> **Quoted text**
---+---
The service discovery and publish/subscribe data service remove the need for fixed network topologies since each node dynamically tracks system capabilities and uses the reconfigurable meshed networking to maintain data delivery even when individual links change.
To define services, a description language was needed. Most of the existing languages require XML, have too extensive of a library, or do not allow for the proper definition of robot-based services. The entire service discovery protocol is based on "Interface" objects registering their capabilites with the "Data Distribution" object. To read more about this process refer to "application layer networking."
---+---
> **What is being asked**
Rewrite the passage on service discovery, between "The service discovery" and "individual links change.", inclusive, using "robot" in place of "node".

> **Data segment**
---+---
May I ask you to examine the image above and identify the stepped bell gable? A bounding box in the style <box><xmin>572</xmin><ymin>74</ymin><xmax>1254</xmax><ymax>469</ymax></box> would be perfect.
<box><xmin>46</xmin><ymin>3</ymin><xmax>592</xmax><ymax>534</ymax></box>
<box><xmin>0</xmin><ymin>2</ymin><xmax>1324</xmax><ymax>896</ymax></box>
---+---
> **Full response**
The service discovery and publish/subscribe data service remove the need for fixed network topologies since each robot dynamically tracks system capabilities and uses the reconfigurable meshed networking to maintain data delivery even when individual links change.